### TEXTE:
=======
Sur quelles bases pouvaient-ils fonder une histoire commune, alors que le passé récent n’était que nationalisme impérialiste et xénophobe, guerre, patriarcat et autorité périmée ? Cette crise de civilisation, dont les racines remontent au 19e siècle, accoucha de l’éclatement des grands récits unificateurs et du fameux « interdit d’interdire » des soixante-huitards.
L’échec du communisme, dernière grande utopie en date, acheva cette décomposition de la conscience historique, au moment où les technologies de l’immédiateté prenaient d’assaut le cours du temps.
Le futur se limite aujourd’hui à un horizon de quelques années, alors que le passé n’est long, au mieux, que de sa propre existence : « Le présent est devenu l’horizon, explique François Hartog dans Régimes d’historicité. Sans futur et sans passé, il génère, au jour le jour, le passé et le futur dont il a, jour après jour, besoin et valorise l’immédiat ».
Ainsi, entendons-nous au moins dix fois par semaine que tel événement est « historique » et les plus jeunes parlent-ils sans cesse de telle chose comme de la « meilleure, ever », dans ce langage mondialisé qui ne voit pas son visage colonisé. À l’expérience transmise d’autrefois se substitue une expérience vécue – pour parler avec Walter Benjamin – qui ne reconnaît comme valable que ce qui est de notre temps et que ce qui s’associe aux témoignages et à l’identité individuelle multiple.
=======
### LISTE DES DONNÉES:

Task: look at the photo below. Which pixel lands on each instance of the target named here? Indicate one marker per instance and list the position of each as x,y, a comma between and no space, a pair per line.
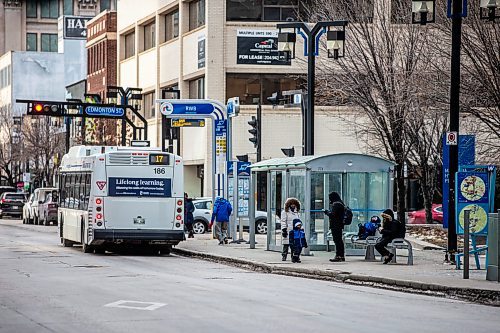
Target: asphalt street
47,288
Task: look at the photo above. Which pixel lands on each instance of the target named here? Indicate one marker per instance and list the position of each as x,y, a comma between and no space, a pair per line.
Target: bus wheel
166,249
66,243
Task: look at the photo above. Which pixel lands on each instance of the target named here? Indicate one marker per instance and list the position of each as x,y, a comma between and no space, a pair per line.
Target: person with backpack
391,229
290,213
188,215
221,213
297,239
336,217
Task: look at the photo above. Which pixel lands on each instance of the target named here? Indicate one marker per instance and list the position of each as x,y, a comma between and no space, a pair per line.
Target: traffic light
254,124
42,109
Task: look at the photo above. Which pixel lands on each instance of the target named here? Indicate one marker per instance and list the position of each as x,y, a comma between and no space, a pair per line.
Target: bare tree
384,74
43,142
10,148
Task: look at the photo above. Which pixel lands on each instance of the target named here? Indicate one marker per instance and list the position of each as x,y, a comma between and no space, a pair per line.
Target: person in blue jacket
297,239
221,213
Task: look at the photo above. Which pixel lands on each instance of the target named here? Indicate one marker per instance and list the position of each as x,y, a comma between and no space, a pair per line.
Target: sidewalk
428,274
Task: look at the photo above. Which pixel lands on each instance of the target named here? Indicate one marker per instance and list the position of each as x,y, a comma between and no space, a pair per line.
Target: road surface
47,288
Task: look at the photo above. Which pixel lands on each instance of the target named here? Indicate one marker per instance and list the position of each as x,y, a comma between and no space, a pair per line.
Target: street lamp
335,48
422,12
488,9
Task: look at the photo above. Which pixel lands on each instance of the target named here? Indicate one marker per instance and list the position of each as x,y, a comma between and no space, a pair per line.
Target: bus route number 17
159,171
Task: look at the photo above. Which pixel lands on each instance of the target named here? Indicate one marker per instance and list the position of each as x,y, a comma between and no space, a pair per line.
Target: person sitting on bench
391,229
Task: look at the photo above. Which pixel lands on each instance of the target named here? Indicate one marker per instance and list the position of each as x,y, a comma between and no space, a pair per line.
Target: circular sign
473,188
478,218
167,108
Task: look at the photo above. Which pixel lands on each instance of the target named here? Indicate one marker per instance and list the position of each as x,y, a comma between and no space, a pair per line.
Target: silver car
203,213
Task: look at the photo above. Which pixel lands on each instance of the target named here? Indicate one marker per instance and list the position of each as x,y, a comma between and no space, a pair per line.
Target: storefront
364,182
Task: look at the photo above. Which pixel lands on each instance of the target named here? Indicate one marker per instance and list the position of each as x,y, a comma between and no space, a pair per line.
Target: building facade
219,49
31,25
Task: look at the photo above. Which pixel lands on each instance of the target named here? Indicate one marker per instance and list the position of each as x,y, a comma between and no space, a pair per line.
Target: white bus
121,195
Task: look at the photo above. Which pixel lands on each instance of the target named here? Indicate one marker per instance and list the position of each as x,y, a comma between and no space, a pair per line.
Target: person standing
391,229
297,240
188,215
290,213
221,213
336,217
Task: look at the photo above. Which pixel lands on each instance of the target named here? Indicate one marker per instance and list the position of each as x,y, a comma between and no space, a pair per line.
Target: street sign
96,110
451,138
181,122
168,109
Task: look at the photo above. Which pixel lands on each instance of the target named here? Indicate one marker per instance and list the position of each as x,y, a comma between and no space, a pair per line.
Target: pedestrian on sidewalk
188,215
297,238
336,217
290,213
391,229
221,213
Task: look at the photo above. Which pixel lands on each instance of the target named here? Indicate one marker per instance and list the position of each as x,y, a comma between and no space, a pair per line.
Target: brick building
101,72
101,53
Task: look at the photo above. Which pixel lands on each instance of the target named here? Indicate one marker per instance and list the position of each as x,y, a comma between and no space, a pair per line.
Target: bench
402,244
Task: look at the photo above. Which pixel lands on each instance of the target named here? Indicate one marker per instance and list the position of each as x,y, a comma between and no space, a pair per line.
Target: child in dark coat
297,238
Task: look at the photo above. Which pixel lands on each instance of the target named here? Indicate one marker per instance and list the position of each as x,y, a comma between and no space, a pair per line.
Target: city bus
120,195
=======
### LISTE DES TÂCHES:
(1) Indiquez si chacune des affirmations suivantes concorde avec le texte, en répondant par oui ou par non et en citant exactement les mots décisifs : (a) la crise de civilisation trouve ses racines au 19e siècle ; (b) le communisme y est présenté comme la première grande utopie ; (c) le futur se limite aujourd'hui à quelques décennies.
(2) Reproduisez mot pour mot le passage du texte commençant par « Ainsi, entendons-nous au » et se poursuivant jusqu'à « l’identité individuelle multiple. ».
La liste n'a aucun lien avec le texte.

### LISTE DES RÉPONSES:
(1)
(a) Oui : « dont les racines remontent au 19e siècle ».
(b) Non : « dernière grande utopie en date ».
(c) Non : « un horizon de quelques années ».

(2)
Ainsi, entendons-nous au moins dix fois par semaine que tel événement est « historique » et les plus jeunes parlent-ils sans cesse de telle chose comme de la « meilleure, ever », dans ce langage mondialisé qui ne voit pas son visage colonisé. À l’expérience transmise d’autrefois se substitue une expérience vécue – pour parler avec Walter Benjamin – qui ne reconnaît comme valable que ce qui est de notre temps et que ce qui s’associe aux témoignages et à l’identité individuelle multiple.